**Tasks to carry out**:
[A] In the abstract below about Paul Sauvé and the word "Désormais…", translate this sentence into Spanish: "In fact, it is André Laurendeau, from the newspaper Le Devoir, who is the first to make Paul Sauvé say this infamous word."
[B] Select each line of the entries below that contains the word "facade", and copy those lines.

Alexandre Turgeon, Université de Montréal
“Désormais…” (Henceforth): there may be no words as famous in Québec collective memory and history. During the autumn of 1959, Québec Premier Paul Sauvé repeatedly used this word as he succeeded to Maurice Duplessis. With this word, which he uses any chance he could get, Sauvé draws a line between two ages and two worlds: between the Great Darkness and the Quiet Revolution, between the Old and the New québécois Regime. There is no doubt of Sauvé’s routine use of the word “Désormais…”, as many contemporaries and historians have confirmed for the last fifty years. Nonetheless, let us ask the following question: What if Paul Sauvé had never said “Désormais…”? This is indeed the conclusion to emerge from exhaustive research in the archives and newspapers of the time. In fact, it is André Laurendeau, from the newspaper Le Devoir, who is the first to make Paul Sauvé say this infamous word. To draw from Carlo Ginzburg’s concepts, Paul Sauvé’s “Désormais…” is actually a false, which means that the fictitious looks like the true. It appears as if, in relation to this famous word “Désormais…” memory as much as history has erred. How can we explain these kinds of memory games, and that this misconception of a Premier’s role in Québec political history erroneously developed into a historical fact without being contested? Furthermore, what lessons can we draw from this kind of inaccuracy today? Those important questions will be the focus of this paper.

**Data for the task**:
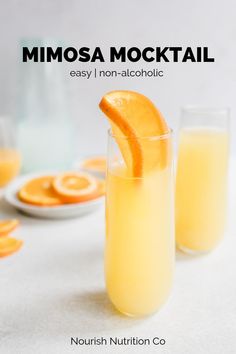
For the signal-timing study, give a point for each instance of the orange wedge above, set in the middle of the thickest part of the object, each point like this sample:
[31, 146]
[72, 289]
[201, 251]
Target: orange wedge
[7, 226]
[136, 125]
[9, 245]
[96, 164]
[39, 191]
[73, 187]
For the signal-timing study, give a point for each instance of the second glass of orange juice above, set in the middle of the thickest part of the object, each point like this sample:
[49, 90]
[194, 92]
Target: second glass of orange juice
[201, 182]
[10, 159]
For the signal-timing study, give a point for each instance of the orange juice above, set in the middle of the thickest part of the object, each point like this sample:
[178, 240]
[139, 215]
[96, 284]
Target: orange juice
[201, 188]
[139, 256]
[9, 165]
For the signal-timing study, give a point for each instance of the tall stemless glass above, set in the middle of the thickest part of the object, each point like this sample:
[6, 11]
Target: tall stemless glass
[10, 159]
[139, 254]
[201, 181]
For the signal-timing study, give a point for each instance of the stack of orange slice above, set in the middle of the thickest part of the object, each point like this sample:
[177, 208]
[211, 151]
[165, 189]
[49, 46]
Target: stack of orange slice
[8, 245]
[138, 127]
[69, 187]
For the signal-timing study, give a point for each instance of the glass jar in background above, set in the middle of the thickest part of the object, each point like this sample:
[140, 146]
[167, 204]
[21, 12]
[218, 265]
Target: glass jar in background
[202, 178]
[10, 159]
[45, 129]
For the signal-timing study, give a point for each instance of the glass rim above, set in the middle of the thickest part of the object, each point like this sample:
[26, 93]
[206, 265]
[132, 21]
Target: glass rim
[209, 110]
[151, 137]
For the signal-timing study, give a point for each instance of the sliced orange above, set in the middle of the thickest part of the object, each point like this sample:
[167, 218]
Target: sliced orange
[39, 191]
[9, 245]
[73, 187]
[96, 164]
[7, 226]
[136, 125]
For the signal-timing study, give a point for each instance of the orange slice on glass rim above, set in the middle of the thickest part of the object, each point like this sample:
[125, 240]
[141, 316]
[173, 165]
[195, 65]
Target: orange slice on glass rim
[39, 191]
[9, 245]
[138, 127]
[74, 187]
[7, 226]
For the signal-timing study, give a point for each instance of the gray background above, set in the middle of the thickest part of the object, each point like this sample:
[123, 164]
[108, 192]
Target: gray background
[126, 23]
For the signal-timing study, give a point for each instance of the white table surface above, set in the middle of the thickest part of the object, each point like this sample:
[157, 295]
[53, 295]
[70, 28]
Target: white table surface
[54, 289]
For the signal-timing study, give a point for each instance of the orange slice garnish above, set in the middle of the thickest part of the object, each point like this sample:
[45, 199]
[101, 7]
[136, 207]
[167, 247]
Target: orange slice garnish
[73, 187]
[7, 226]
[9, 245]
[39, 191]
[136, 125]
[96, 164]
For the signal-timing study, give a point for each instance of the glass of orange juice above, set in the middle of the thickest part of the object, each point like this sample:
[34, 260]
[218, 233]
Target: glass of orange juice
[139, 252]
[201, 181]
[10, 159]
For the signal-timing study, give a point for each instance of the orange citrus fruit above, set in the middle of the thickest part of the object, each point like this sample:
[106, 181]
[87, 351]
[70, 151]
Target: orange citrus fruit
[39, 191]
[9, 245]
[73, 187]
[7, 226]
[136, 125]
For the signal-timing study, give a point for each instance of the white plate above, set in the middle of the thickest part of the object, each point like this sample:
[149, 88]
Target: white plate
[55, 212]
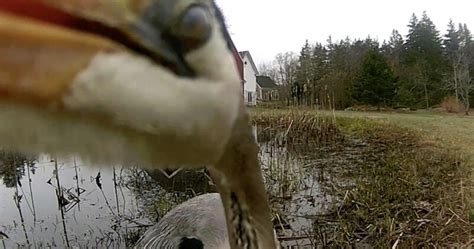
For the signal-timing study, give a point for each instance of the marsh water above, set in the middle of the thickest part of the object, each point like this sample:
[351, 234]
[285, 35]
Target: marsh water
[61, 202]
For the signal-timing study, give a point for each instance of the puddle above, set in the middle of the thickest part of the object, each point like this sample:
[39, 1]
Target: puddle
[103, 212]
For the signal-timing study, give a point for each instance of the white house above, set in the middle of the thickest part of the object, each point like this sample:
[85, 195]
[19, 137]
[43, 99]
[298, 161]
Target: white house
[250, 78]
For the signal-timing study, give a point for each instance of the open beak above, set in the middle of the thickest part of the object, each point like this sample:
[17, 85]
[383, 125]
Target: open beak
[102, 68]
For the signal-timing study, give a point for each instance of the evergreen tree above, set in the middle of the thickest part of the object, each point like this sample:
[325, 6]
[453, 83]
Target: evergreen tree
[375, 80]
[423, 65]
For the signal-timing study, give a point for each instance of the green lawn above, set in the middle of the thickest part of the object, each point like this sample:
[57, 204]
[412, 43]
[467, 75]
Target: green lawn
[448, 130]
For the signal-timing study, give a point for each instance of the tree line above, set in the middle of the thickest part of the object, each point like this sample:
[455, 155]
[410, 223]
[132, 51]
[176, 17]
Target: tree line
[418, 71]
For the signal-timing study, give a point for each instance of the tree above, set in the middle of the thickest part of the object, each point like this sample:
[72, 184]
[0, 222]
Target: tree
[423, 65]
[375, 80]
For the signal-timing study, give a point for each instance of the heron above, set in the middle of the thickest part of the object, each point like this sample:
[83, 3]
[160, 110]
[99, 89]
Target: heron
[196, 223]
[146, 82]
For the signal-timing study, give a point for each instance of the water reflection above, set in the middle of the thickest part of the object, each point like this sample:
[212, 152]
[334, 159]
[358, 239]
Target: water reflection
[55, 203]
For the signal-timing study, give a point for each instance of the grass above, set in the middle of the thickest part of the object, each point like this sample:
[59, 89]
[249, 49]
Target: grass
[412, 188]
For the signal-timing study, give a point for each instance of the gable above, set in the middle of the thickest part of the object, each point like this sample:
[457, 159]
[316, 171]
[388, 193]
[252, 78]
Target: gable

==

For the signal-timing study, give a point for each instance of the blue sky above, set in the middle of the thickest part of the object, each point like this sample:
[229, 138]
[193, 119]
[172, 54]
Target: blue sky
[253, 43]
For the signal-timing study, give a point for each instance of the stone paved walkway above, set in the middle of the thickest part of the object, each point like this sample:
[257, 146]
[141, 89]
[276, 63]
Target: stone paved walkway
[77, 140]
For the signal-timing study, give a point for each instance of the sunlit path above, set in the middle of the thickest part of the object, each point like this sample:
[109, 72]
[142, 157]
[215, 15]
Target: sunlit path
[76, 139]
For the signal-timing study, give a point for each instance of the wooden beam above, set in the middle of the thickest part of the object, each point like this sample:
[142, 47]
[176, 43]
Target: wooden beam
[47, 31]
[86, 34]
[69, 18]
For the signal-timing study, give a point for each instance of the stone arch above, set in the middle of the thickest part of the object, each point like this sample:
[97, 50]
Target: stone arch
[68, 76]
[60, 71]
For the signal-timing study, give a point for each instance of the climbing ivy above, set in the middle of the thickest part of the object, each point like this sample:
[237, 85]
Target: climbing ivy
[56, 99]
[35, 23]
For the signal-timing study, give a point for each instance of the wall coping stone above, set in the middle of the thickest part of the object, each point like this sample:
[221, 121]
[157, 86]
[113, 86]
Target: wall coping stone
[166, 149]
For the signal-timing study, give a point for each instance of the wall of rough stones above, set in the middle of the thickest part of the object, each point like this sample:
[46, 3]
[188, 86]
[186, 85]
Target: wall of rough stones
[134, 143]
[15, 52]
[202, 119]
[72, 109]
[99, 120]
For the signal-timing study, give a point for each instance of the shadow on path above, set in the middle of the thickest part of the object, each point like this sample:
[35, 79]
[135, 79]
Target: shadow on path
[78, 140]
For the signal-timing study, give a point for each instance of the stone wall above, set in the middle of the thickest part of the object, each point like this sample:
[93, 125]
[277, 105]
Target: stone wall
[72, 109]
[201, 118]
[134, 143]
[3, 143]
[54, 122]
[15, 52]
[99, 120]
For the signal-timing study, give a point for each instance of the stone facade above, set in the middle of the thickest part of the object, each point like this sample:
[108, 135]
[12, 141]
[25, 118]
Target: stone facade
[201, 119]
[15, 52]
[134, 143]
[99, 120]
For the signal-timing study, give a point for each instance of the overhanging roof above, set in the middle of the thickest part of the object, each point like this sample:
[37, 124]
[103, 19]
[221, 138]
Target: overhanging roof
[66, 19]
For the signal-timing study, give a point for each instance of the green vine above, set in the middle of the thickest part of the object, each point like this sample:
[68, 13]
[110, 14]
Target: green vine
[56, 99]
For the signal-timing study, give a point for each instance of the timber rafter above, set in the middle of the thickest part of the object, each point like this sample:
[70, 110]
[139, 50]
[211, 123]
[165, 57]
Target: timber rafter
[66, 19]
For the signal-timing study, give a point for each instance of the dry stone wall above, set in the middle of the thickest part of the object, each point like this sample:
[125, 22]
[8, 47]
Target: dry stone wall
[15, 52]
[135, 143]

**Responses per task**:
[A] De hecho, es André Laurendeau, del periódico Le Devoir, quien es el primero en hacer que Paul Sauvé diga esta infame palabra.

[B]
For the signal-timing study, give a point for each instance of the stone facade above, set in the middle of the thickest part of the object, each point like this sample:
Target: stone facade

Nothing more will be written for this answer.